§ Materials provided
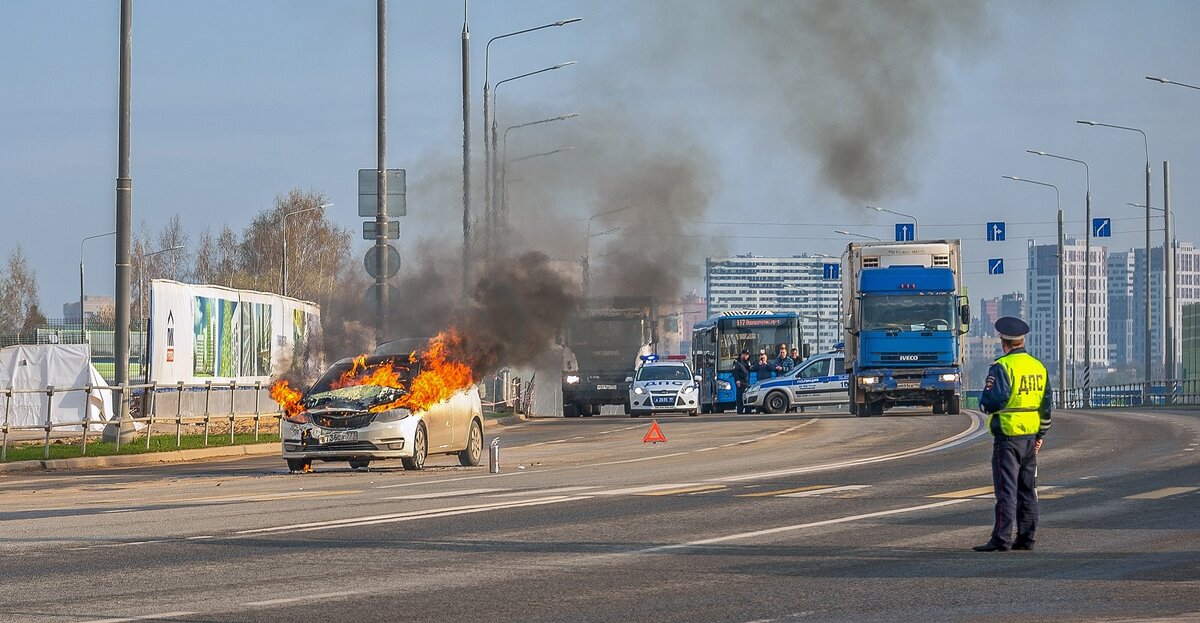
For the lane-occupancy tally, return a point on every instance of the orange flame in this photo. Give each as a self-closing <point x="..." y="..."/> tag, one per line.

--

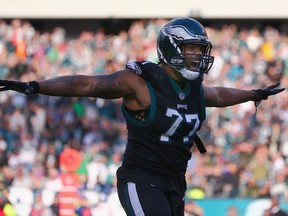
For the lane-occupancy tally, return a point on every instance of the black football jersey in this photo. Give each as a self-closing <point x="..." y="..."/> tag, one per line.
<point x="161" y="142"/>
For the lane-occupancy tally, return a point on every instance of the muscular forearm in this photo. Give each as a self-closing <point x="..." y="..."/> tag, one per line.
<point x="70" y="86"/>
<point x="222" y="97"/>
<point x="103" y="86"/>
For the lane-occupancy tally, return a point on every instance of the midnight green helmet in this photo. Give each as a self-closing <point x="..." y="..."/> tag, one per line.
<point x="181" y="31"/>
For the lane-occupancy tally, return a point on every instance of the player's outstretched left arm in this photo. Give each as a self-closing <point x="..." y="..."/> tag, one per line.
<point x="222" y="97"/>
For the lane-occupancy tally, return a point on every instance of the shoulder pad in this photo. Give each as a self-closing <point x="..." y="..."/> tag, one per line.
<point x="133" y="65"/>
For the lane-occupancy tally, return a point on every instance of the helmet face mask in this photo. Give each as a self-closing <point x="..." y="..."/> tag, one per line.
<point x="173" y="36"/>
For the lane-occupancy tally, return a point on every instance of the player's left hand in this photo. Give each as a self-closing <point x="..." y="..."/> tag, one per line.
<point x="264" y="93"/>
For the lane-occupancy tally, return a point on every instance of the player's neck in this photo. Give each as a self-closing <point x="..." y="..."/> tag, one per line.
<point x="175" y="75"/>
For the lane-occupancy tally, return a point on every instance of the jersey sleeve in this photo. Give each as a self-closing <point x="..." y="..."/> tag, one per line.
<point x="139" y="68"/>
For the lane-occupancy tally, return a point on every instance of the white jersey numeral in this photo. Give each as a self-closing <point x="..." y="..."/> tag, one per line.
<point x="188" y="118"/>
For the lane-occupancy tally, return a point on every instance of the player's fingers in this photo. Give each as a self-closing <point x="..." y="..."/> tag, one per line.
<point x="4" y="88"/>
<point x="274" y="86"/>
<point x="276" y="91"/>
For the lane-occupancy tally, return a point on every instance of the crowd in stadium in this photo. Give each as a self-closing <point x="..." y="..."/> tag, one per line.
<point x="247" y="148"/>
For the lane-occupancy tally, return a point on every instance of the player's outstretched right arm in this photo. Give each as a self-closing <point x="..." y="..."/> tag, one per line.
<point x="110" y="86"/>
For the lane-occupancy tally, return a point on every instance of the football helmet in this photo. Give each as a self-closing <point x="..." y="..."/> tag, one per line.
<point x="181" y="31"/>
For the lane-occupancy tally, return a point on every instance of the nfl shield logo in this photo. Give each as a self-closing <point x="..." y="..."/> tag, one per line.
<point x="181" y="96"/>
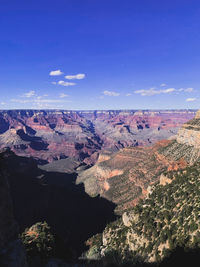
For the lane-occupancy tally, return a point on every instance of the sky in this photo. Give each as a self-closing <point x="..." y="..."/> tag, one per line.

§ Your goal
Write out again, word for word, every row from the one containing "of the football" down through the one containing "sky in this", including both. Leave the pictures out.

§ Result of the exercise
For the lane-occupancy tally, return a point on every instance of the football helmet in this photo. Give each as a self-closing <point x="..." y="..."/> tag, one per line.
<point x="181" y="31"/>
For the lane-occupancy tally, return a point on every instance of the nfl shield logo in this photo. Give each as a self-closing <point x="..." y="..."/> tag, one per line.
<point x="181" y="96"/>
For the lane-occupancy tally, return a point on every instance of the sky in this photo. Give each as a self-closing <point x="..." y="..."/> tag, one per line.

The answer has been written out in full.